**SELECTED TEXT:**
..............................

Unfortunately, The Times didn't pursue this story, so we don't know what happened. According to the Social Security Death Index, a woman named Ruby Verdin died in 2006 in Salt Lake City at the age of 83. We can only hope for the best.
Buster Keaton add 1
Los Angeles
Add this to your trivia file on Keaton. There's no further word in The Times on Alum Jones. I'd love to know what the rest of his life was like.
A miracle
Oct. 5, 1957
Louisiana
The story of Alton Clifton Poret presents unusually frustrating
challenges for the diligent researcher. Identified in a 1954 Times
story as "a former Los Angeles Negro," Poret and Edgar Labat were
sentenced to die in Louisiana's electric chair for the Nov. 12, 1950,
rape of a white New Orleans telephone operator.
Not that The Times ever said anything so indelicately precise. Indeed, the paper never ran a word about the original trial and in later stories merely referred to "a criminal assault charge" or a "criminal attack of a white woman."
If it weren't for the efforts of a Westside meat dealer and bail bondsman, The Times would have written almost nothing about the case. The advocate was Nelson N. Soll, and he began raising money for Poret's defense after reading a Louisiana newspaper article.
"I thought Poret's story was phony at first," Soll said in a Sept. 14, 1957, story. "Then I checked it out. I've spent four years on this case. I have collected affidavits that prove beyond the shadow of a doubt that Poret is innocent--that he was not even anywhere near the scene of the crime. But he is a black man and he is sentenced to die and only a miracle of the Lord can keep him from being strapped into that electric chair at one minute past minute next Friday. We are praying for that miracle."

..............................

**DIRECTIONS:**
1) Output the passage of the newspaper excerpt that begins at the words "Buster Keaton add" and stops after the words "life was like.", copied exactly.
2) According to the newspaper excerpt, who began raising money for Poret's defense, and what was his occupation?
3) List every person named with a first and last name in the newspaper excerpt.

..............................

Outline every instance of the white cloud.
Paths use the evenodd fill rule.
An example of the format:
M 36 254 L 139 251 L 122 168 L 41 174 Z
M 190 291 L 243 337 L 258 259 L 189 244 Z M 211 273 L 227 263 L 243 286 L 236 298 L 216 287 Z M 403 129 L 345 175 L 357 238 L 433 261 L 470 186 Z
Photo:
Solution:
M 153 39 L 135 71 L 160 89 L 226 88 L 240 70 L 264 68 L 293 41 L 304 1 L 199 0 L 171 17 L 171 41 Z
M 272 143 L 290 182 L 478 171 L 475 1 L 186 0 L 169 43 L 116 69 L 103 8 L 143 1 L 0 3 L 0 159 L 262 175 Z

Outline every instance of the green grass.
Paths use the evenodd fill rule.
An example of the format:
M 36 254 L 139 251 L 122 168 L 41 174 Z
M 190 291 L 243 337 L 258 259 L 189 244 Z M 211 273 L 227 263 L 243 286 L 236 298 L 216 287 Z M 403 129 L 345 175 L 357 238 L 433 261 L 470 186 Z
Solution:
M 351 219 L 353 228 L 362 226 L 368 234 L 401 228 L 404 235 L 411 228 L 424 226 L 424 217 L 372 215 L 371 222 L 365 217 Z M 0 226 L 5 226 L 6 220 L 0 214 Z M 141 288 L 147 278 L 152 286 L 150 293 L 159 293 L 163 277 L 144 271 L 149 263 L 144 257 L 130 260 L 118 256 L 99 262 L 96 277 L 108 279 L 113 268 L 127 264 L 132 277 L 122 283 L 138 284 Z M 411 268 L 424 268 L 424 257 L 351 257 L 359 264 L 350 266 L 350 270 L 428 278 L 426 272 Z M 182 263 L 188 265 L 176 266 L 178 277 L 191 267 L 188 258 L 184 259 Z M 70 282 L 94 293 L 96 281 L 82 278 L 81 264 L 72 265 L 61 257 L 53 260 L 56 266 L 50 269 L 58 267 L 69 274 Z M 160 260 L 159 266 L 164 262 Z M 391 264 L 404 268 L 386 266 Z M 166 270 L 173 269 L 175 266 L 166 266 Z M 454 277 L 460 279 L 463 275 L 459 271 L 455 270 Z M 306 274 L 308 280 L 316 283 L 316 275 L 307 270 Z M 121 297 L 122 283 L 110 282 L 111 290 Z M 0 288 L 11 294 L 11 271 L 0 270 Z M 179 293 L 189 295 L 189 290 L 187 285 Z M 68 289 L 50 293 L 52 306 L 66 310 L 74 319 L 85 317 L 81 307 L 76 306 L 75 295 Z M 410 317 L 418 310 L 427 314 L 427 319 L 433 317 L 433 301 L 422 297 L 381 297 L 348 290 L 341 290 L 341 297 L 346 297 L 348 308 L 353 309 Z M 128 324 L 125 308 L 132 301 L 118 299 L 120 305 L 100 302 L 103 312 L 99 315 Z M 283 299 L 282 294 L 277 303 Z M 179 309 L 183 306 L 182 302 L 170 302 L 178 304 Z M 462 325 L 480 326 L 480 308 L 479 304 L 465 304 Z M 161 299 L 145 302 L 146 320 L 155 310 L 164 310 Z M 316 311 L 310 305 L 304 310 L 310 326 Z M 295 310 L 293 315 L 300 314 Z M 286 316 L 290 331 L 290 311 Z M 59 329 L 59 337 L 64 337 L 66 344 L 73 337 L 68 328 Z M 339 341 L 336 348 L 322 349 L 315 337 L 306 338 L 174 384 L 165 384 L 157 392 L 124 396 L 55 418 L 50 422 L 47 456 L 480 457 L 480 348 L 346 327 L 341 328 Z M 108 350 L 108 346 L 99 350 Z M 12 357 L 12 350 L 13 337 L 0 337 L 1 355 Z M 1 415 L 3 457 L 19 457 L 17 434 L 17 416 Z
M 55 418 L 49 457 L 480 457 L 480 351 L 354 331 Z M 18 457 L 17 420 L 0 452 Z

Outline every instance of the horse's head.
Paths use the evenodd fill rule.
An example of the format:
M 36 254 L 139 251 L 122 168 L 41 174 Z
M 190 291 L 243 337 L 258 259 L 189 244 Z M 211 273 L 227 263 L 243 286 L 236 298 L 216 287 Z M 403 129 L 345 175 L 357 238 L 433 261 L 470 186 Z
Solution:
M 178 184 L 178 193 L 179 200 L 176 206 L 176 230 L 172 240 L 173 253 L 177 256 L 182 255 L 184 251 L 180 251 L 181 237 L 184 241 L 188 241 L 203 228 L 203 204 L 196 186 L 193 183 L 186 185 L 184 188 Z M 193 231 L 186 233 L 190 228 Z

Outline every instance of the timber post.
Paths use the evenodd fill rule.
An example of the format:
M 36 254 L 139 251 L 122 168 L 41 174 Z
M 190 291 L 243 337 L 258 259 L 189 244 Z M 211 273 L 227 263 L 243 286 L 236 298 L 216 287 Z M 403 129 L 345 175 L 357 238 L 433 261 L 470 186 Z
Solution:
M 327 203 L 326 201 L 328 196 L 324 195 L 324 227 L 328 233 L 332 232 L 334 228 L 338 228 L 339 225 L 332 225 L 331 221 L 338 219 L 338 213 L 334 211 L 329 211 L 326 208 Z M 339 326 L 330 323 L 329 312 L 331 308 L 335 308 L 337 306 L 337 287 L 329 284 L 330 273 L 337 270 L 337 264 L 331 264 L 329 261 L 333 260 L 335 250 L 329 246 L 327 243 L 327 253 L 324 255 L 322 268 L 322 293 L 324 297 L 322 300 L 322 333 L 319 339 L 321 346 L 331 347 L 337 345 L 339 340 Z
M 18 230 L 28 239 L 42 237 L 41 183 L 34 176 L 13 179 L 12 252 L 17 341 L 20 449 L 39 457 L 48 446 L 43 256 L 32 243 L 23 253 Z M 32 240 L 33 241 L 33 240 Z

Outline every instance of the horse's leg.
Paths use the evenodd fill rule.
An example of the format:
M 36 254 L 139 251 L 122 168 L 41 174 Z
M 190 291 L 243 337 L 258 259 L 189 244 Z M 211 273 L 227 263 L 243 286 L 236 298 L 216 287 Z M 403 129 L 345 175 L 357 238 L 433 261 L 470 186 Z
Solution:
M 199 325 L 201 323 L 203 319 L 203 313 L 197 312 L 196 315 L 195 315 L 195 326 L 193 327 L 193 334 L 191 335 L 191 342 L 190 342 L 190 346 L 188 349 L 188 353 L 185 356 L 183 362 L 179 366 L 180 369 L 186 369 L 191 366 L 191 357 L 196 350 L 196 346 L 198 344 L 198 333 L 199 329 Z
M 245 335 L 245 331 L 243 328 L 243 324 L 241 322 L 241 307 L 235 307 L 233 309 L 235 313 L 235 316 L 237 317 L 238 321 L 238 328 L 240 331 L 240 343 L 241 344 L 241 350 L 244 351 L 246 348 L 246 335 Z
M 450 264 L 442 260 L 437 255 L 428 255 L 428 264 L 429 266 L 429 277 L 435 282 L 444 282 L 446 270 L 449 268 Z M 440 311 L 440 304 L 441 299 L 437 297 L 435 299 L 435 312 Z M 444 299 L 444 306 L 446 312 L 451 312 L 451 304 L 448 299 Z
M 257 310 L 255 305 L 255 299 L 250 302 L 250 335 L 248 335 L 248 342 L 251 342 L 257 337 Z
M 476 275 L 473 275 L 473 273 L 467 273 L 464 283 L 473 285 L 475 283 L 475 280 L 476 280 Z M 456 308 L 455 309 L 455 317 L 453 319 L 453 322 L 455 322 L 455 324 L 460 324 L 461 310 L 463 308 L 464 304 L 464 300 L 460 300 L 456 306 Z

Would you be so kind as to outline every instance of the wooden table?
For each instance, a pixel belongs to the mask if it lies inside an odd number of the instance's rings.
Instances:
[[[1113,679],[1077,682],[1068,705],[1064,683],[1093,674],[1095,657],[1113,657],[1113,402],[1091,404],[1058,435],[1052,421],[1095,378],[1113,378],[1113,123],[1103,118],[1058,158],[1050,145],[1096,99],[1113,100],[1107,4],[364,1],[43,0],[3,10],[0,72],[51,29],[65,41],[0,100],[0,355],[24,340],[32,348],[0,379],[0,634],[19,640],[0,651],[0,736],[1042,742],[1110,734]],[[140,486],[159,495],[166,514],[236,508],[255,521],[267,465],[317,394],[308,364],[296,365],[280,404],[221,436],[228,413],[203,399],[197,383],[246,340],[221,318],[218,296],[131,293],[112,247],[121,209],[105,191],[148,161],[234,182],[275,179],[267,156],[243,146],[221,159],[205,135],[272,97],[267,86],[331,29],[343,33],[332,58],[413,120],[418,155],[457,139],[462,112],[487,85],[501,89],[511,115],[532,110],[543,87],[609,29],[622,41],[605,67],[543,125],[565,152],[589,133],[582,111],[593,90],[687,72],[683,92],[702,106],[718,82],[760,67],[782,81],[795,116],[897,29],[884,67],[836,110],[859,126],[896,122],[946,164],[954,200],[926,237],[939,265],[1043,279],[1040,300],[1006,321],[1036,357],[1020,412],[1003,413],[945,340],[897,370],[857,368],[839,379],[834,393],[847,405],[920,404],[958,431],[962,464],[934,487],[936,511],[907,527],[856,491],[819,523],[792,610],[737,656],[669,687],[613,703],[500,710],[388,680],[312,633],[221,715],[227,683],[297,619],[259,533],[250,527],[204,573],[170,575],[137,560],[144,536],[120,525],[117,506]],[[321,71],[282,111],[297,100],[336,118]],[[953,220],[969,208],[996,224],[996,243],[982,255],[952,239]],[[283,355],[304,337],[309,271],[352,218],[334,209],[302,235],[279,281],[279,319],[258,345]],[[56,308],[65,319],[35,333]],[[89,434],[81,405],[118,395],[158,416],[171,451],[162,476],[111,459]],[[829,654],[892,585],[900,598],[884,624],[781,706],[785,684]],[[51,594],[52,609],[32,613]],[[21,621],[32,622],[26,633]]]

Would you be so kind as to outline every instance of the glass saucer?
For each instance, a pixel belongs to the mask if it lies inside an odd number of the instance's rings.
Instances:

..............................

**WORKED ANSWERS:**
1)
Buster Keaton add 1
Los Angeles
Add this to your trivia file on Keaton. There's no further word in The Times on Alum Jones. I'd love to know what the rest of his life was like.

2) Nelson N. Soll, a Westside meat dealer and bail bondsman.

3) Ruby Verdin, Buster Keaton, Alum Jones, Alton Clifton Poret, Edgar Labat, Nelson N. Soll